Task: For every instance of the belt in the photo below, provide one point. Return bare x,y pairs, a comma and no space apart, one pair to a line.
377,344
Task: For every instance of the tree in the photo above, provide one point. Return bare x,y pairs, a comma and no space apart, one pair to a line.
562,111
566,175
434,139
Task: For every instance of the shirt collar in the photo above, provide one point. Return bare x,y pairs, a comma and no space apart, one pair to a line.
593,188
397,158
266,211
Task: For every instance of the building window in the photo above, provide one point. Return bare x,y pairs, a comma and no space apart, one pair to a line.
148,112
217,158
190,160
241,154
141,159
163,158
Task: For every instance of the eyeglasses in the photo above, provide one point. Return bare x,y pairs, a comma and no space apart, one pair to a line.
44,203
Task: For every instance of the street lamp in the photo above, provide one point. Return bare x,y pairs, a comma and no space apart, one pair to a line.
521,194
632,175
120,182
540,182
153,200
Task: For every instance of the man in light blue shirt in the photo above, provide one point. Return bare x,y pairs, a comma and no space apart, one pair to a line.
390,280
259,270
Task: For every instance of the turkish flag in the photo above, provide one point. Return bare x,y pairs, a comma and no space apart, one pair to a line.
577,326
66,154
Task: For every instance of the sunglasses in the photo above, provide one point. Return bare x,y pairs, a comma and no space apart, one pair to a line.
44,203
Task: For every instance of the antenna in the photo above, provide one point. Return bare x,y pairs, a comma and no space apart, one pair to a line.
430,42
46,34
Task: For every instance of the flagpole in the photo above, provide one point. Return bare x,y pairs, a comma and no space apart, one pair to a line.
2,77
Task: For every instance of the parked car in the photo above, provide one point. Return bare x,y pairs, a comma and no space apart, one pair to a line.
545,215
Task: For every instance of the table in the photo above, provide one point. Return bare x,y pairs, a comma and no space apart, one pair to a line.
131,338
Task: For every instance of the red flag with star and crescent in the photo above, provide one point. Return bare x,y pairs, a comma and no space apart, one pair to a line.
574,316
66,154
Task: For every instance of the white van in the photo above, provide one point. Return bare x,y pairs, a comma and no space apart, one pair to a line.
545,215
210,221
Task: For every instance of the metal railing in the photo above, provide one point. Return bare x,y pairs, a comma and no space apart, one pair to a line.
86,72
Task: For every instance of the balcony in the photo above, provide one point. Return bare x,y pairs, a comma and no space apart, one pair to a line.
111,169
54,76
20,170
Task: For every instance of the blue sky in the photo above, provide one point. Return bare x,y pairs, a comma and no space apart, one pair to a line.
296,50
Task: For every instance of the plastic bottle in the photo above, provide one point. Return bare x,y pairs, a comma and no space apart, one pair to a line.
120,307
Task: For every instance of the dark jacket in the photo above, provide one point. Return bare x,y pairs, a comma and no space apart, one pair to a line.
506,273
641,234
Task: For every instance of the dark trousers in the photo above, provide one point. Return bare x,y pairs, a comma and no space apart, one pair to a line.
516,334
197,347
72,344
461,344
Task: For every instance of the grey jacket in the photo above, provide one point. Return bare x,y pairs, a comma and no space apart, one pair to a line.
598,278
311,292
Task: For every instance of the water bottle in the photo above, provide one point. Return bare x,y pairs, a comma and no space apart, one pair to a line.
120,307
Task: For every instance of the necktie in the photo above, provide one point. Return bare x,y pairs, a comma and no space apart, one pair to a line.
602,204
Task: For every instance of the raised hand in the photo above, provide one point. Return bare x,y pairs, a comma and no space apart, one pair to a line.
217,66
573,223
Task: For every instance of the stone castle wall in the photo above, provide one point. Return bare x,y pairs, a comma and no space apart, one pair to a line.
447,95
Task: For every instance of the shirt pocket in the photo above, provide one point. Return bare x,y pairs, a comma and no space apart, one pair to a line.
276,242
****************
Would you copy the entire listing exactly, missing nothing?

WORKED SOLUTION:
Task: For every instance of the belt in the photo below, provide one point. Return bare x,y pairs, a comma and no space apart, one pair to a line.
377,344
Task: For every instance of the tree in the photo above, provide one point. Return bare x,y pairs, a comma and no space apart, one pair to a line.
562,111
566,175
434,139
Task: For every instance of the shirt collar in the photo above, provide one point. Return bare x,y pairs, a comma and no space apart, one pair to a line.
593,188
397,158
266,211
Task: For every instance of the building window in the photo above, provide one point. Return bare x,y pairs, a comma and no space apart, one pair to a line.
148,112
217,158
190,160
241,154
141,159
163,158
Task: For every instance of the eyeglasses in the photo above, provide one point. Return bare x,y pairs, a comma and no space apart, one pair to a line.
44,203
Task: For every instance of the street lamp in the photo above, provide one point. Return bare x,y pairs, a comma and no space apart, one pair to a line.
521,194
632,175
120,182
540,182
153,200
Task: For every instance of the man in light blue shirt in the photo above, provide one point. Return bare x,y pairs, a comma and no space apart, one pair to a line.
390,280
259,270
Task: For every instance of the turkish flag in the photo above, provide one point. Return bare x,y pairs, a comma and no space apart, one pair to a line.
577,326
66,154
Task: For every instance of the sunglasses in the photo above, provide one point. Return bare x,y pairs, a comma and no space apart, one pair to a line.
44,203
Task: For every instance of the antenna in the photo above, provide one point. Return bare x,y pairs, a comma and no space apart, one pair to a line.
430,42
46,34
Task: For every instance of the flagpole in the photo above, provide one point. Return bare x,y pairs, a comma and no space apart, one pair to a line.
2,77
Task: For every instance of the parked car in the photo above, provide one point. Return bare x,y pairs, a comma and no space apart, one pair to a line.
545,215
Task: For every instance of the table in the photo above, provide one point. Return bare x,y pairs, a comma and no space apart, one pair to a line.
131,338
Task: For every instance of the red flag with star and crescent in the photo above, provide one point. Return bare x,y pairs, a comma and no space apart, one pair to a line.
574,316
66,154
Task: For every instance of the white van in the photo above, provide one point. Return bare x,y pairs, a comma and no space apart, one pair to a line.
545,215
210,221
Task: For every instance of the metal railing in the photo above, provide one point. Return bare x,y pairs, a comma and no space apart, one pair to a line.
86,72
Task: For every instance of the balcony in the photo above, provide one point. Return bare x,y pairs, a comma and no space apart, one pair to a line.
111,169
54,76
20,170
Task: For every instance of the blue sky in the photo above, provide one point. Return bare x,y pairs, a comma and no space apart, one pair to a line.
296,50
Task: For every instance of the plastic bottle in the photo above, provide one point. Return bare x,y pairs, a comma and no space apart, one pair to a line.
120,307
Task: For every instance of the dark jacket in the photo above, provide one point. Return bare x,y pairs, a comma and no space apart, one pair to a line.
506,273
641,234
Task: For every instance of the dark trousers in the photo above, provide one point. Return bare x,y pairs, a comma and no space apart, one pair to a line.
516,334
197,347
72,344
461,344
Task: For every instance of the grey jacket in the photo above, provide one point. Return bare x,y pairs, a comma and no space apart, one pair to a line.
598,278
311,292
Task: For every instance of the water bottle in the photo above, provide one point. Return bare x,y pairs, a comma and no space apart, one pair to a line.
120,307
Task: For every instance of the necktie in the photo above, provide one point. Return bare x,y pairs, a comma and no space apart, one pair to a line.
602,204
Task: For every instance of the raised hand in the photo above, provide one point. Return bare x,y pairs, a comma and no space apart, one pair to a line.
217,66
573,223
Task: For every instance of the stone castle wall in the photo above, provide one point. Return bare x,y pairs, a comma and no space apart, one pair to a line.
447,95
Task: For every instance of the shirt pocket in the photo above, provide one point. Return bare x,y pairs, a comma and no space apart, one pair to a line.
276,242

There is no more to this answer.